Dataset entries:

%%

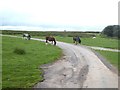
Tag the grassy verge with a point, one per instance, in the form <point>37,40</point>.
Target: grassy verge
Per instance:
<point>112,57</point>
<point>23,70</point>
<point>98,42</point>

%%

Exercise directions: This exercise requires the lines of the entries containing the string "grassy".

Response area:
Tag the grassy verge with a point, one per instance, in the form <point>37,40</point>.
Target: grassy verge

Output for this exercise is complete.